━━━ RECORDS SHOWN ━━━

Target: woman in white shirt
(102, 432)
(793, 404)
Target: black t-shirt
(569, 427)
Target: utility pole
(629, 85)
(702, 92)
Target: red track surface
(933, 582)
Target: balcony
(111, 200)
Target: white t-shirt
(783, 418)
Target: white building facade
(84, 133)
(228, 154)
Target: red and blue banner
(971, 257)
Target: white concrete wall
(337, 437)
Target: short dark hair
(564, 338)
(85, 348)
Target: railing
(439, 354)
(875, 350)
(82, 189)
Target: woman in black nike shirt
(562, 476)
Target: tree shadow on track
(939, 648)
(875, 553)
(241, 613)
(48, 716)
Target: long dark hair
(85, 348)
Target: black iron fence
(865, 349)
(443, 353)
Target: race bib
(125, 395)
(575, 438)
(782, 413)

━━━
━━━ RECORDS SHOWN ━━━

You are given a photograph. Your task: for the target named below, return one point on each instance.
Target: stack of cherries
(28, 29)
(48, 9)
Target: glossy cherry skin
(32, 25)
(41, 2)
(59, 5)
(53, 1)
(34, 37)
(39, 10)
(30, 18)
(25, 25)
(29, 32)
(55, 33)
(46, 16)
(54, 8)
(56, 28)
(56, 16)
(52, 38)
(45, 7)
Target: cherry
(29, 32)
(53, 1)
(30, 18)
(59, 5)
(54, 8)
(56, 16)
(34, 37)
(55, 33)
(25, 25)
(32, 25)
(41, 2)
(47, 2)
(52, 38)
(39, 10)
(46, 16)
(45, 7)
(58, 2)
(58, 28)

━━━

SHORT TASK: Copy out every line in the entries above that contains the word "shirt".

CORRECT RESULT:
Target: woman in white shirt
Target: black t-shirt
Target: white t-shirt
Target: woman in black nike shirt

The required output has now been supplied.